§ **Text shown**
▼▼▼
Finding the distance between points in a two-dimensional space is relatively simple with the following algorithm:
D=√((X2 – X1)² + (Y2 – Y1)²)

Adding another dimension, bringing us to a three dimensional space. Which can be computed as:
D=(D1+D2+D3)/3
D1 = √[ ( X2-X1)^2 + (Y2-Y1)^2)]
D2 = √[ ( X3-X1)^2 + (Y3-Y1)^2)]
D3 = √[ ( X3-X2)^2 + (Y3-Y2)^2)]


Adding the next 781 dimensions for us to reach the 784 dimensions of the “Mnist with images” data set quickly becomes complex and computationally expensive. This will give us the exact set of nearest neighbors at the cost of speed and computation power.

Alternatively, we can trade a sliver of accuracy for speed and efficiency using Approximate Nearest Neighbor (ANN) algorithms. While you may lose the ability to know the true nearest neighbor, you get an excellent approximate nearest neighbor.

Applying this to image search, vector searches give us a powerful new way to traverse our data. Rather than relying on traditional image search methods such as keyword or metadata-based search, vector searches can quickly identify images that are similar to a provided vector, which allows for a more flexible approach that is not influenced by subjective labeling.  Additionally, vector database providers will also generally give you a selection of algorithms, as well as the tooling, so you can change and modify your search to best suit your data.
▲▲▲
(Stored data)
▼▼▼
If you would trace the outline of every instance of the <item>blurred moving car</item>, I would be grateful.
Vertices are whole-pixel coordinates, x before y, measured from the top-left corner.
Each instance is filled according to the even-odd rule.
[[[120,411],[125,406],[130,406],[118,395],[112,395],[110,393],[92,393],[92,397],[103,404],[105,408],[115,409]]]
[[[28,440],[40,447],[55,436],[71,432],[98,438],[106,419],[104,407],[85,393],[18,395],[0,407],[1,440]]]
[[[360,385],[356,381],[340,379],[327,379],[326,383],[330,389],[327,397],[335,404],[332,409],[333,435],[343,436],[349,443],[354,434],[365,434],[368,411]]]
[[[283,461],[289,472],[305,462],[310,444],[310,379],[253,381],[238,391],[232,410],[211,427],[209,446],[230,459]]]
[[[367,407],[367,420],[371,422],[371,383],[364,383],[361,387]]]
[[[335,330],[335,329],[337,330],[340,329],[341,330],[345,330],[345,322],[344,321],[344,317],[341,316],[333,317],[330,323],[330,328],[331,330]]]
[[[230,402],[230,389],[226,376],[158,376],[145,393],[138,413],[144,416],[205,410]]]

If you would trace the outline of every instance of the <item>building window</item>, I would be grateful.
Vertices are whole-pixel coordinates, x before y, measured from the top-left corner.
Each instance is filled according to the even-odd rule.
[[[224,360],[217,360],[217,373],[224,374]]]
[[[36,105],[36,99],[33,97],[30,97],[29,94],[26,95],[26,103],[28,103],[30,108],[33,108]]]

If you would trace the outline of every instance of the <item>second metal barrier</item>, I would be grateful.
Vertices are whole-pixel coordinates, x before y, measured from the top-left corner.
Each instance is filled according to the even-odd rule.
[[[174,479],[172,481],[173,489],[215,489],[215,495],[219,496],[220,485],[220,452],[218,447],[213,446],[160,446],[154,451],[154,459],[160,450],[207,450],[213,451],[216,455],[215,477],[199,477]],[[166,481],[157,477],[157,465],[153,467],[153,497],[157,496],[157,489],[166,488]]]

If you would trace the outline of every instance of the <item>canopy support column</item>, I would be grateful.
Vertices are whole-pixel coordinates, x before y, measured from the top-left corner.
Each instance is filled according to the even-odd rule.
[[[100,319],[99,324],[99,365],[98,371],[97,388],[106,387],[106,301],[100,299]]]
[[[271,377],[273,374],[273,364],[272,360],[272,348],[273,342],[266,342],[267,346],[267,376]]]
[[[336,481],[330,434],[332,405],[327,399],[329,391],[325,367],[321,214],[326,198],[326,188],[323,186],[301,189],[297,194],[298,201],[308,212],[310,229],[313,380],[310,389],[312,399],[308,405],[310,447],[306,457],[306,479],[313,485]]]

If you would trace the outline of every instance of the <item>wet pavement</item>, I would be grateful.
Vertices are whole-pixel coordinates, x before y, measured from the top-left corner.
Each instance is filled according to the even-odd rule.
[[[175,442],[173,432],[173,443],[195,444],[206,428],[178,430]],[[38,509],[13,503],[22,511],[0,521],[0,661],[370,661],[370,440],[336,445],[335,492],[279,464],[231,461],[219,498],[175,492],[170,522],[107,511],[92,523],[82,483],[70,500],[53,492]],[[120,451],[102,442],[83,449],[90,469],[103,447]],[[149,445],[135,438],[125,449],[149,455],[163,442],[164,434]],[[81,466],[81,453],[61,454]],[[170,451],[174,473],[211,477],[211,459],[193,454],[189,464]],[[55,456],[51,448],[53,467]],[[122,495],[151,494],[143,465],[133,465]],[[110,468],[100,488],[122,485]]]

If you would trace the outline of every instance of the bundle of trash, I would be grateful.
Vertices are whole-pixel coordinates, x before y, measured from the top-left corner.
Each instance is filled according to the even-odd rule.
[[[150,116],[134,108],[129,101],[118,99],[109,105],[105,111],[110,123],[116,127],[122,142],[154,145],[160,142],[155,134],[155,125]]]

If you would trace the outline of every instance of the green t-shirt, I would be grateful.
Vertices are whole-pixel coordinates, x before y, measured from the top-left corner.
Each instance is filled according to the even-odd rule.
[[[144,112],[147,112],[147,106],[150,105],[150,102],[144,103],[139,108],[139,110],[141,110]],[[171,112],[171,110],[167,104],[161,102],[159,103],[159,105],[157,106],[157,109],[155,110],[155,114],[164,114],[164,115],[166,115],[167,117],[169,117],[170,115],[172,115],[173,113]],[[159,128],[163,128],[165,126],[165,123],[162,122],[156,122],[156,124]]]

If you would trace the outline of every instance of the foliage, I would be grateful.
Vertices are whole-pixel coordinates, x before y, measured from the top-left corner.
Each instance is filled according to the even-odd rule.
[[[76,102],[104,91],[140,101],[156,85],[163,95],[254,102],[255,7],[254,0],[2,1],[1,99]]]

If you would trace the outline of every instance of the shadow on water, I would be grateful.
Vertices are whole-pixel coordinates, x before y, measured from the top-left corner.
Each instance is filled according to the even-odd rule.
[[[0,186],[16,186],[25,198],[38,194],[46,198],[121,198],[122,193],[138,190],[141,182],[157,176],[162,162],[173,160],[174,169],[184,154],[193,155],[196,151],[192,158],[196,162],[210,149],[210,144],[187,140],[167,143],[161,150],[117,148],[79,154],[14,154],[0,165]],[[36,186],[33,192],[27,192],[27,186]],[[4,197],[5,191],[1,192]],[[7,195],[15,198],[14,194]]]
▲▲▲
§ **Task list**
- A) Please write down everything in the distance passage from "Finding the distance" down to "approximate nearest neighbor.", word for word.
- B) Name every quantity that the distance passage defines with a formula, meaning each name that stands to the left of an equals sign.
The rows were taken from a separate source.

§ **Task responses**
- A)
Finding the distance between points in a two-dimensional space is relatively simple with the following algorithm:
D=√((X2 – X1)² + (Y2 – Y1)²)

Adding another dimension, bringing us to a three dimensional space. Which can be computed as:
D=(D1+D2+D3)/3
D1 = √[ ( X2-X1)^2 + (Y2-Y1)^2)]
D2 = √[ ( X3-X1)^2 + (Y3-Y1)^2)]
D3 = √[ ( X3-X2)^2 + (Y3-Y2)^2)]


Adding the next 781 dimensions for us to reach the 784 dimensions of the “Mnist with images” data set quickly becomes complex and computationally expensive. This will give us the exact set of nearest neighbors at the cost of speed and computation power.

Alternatively, we can trade a sliver of accuracy for speed and efficiency using Approximate Nearest Neighbor (ANN) algorithms. While you may lose the ability to know the true nearest neighbor, you get an excellent approximate nearest neighbor.

- B) D, D1, D2, D3